◆ Task data ◆
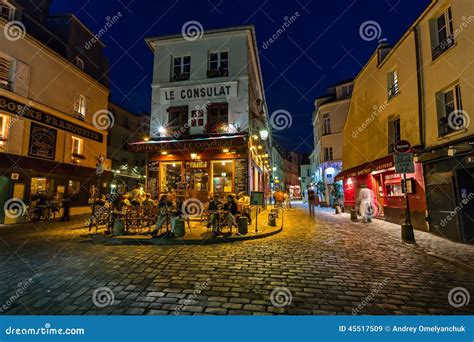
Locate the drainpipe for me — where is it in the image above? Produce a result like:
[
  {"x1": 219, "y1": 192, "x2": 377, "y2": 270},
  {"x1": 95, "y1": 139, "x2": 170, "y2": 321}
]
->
[{"x1": 413, "y1": 26, "x2": 425, "y2": 149}]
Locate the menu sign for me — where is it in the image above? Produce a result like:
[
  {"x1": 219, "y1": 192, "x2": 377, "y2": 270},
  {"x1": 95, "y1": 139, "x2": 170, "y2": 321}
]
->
[
  {"x1": 234, "y1": 159, "x2": 249, "y2": 193},
  {"x1": 28, "y1": 123, "x2": 57, "y2": 160},
  {"x1": 0, "y1": 96, "x2": 104, "y2": 142}
]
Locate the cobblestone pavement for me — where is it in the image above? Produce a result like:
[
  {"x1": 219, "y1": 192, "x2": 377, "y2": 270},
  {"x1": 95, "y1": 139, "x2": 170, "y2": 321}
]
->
[{"x1": 0, "y1": 205, "x2": 474, "y2": 315}]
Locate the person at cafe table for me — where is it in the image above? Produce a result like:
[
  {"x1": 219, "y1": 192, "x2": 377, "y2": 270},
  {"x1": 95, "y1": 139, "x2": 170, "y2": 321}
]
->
[{"x1": 207, "y1": 194, "x2": 222, "y2": 234}]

◆ The problem ◆
Gather every line in the items above that contains the word "Produce".

◆ Reply to the exercise ◆
Locate the drainpipe for me — where is it in the image above? Produce a result like:
Locate the menu sign for me — where is it in the image above? Produce a result like:
Locate the cobblestone pavement for me — where is it in the image above? Produce a result like:
Locate the person at cafe table for me — where is it in the image above? Produce a result like:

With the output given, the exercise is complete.